WHAT IS EXPECTED »
Show each line in the listing below that contains the word "concrete".

GIVEN DATA »

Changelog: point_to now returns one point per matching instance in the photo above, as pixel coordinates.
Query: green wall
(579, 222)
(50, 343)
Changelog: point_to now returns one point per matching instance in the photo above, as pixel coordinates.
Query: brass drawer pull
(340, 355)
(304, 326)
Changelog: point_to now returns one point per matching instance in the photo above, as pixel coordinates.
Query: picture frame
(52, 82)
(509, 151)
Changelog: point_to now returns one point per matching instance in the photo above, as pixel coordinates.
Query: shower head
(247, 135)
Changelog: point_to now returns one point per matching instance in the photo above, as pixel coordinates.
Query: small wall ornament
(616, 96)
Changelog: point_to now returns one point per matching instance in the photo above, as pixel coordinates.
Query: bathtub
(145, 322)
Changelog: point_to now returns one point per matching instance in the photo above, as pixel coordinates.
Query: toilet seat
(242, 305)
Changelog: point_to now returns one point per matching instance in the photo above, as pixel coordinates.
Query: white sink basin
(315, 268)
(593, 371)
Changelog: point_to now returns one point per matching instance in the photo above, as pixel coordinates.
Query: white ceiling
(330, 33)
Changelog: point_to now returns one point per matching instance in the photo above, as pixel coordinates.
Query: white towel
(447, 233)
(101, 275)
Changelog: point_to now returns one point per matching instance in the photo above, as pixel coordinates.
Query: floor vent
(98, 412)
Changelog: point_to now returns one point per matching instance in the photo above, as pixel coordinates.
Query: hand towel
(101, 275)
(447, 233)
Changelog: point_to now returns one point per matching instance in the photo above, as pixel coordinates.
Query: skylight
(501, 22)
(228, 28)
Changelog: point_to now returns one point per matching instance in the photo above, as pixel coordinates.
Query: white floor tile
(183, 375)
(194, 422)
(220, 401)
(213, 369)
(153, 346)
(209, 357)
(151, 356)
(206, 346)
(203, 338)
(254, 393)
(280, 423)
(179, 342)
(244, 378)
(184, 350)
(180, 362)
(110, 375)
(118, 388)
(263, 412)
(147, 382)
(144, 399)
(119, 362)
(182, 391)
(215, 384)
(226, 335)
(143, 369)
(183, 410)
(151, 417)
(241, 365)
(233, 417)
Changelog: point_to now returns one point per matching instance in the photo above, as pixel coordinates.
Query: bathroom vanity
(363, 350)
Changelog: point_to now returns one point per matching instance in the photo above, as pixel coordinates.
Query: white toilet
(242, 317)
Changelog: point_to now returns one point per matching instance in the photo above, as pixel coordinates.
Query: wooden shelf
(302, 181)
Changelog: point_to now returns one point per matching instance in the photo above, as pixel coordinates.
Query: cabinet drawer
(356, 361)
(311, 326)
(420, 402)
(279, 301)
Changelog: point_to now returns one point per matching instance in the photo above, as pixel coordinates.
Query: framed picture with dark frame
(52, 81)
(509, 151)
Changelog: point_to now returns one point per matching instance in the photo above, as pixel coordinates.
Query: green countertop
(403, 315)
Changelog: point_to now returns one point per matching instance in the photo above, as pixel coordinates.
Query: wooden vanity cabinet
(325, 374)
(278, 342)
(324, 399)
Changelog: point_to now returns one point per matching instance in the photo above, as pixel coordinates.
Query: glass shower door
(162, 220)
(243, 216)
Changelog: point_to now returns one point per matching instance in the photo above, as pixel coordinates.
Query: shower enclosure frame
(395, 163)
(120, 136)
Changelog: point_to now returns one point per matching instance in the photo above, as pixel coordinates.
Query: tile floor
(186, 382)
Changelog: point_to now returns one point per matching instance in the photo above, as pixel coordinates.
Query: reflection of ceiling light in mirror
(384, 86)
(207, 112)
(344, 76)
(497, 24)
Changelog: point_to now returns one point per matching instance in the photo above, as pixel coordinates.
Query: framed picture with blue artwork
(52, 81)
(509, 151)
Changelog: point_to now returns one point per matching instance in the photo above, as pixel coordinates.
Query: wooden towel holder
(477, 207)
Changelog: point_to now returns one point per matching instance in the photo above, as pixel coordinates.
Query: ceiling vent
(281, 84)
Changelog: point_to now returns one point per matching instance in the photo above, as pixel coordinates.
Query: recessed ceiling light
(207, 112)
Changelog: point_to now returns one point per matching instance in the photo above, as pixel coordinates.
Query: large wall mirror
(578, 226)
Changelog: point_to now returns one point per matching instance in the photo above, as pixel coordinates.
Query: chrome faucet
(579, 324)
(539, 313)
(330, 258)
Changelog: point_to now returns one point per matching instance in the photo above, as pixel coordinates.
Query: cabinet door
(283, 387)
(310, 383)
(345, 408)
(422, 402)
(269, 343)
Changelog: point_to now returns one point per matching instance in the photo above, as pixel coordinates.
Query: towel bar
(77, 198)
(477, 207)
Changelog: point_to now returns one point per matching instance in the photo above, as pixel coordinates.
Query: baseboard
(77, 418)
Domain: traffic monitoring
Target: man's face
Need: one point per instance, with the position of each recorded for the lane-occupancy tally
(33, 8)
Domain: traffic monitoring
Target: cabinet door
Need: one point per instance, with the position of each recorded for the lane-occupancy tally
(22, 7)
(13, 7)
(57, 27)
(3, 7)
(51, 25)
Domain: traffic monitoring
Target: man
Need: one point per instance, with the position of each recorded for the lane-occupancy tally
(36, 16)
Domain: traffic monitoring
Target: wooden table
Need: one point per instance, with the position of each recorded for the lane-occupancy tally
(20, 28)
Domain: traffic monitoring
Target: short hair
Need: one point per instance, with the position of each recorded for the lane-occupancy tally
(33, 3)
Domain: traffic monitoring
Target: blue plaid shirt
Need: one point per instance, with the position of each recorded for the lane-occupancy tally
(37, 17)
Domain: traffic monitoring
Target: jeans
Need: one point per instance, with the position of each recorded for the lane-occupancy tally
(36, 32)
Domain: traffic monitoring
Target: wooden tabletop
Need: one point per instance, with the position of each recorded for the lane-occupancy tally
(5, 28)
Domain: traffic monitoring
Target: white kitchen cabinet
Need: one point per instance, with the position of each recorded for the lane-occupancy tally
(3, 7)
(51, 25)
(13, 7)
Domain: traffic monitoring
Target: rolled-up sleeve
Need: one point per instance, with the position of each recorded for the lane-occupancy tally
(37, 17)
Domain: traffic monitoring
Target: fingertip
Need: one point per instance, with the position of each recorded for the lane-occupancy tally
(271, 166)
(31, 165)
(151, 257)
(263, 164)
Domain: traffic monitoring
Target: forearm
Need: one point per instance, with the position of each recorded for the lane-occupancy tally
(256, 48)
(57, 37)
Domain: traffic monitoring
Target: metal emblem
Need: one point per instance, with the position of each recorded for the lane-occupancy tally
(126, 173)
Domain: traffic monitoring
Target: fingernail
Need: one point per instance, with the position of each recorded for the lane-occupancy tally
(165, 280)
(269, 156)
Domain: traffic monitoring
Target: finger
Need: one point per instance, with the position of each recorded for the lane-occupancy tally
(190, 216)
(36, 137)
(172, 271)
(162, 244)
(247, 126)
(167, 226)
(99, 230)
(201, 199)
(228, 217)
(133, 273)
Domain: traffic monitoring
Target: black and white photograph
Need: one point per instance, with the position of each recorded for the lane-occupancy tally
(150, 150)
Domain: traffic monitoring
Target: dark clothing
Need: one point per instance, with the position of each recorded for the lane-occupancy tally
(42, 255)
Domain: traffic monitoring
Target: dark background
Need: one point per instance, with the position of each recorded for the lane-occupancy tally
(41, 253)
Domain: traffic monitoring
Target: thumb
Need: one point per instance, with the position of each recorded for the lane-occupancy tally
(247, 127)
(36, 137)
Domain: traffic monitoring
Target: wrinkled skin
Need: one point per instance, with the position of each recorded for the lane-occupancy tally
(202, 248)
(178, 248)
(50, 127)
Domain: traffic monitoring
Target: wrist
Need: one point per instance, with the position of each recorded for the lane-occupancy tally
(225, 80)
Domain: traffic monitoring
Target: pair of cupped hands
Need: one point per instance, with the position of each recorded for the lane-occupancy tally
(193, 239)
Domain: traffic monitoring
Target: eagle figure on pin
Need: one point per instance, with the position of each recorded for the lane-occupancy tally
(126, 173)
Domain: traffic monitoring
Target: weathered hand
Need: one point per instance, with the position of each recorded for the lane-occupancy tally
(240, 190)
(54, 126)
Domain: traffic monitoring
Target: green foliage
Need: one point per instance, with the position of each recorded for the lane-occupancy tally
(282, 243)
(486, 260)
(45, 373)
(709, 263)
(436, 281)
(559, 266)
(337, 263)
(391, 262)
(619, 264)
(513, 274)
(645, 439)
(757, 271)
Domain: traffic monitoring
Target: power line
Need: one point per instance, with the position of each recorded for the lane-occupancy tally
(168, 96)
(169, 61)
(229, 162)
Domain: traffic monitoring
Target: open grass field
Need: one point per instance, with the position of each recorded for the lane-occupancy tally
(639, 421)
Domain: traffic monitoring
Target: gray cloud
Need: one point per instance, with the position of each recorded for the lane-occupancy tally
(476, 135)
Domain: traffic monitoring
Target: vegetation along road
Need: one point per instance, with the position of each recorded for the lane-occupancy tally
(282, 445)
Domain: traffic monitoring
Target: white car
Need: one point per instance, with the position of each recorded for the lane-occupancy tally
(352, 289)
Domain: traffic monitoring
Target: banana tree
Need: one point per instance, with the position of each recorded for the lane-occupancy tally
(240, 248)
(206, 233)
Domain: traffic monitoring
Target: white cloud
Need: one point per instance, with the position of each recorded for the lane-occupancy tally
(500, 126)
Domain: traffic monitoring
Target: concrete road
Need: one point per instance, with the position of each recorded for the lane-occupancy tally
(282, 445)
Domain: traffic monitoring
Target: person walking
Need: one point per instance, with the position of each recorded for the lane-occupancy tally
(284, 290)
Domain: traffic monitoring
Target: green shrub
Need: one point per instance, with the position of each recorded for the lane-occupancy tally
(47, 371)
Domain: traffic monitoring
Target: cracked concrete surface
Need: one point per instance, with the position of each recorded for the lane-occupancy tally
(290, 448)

RESULT »
Target: concrete road
Target: cracked concrete surface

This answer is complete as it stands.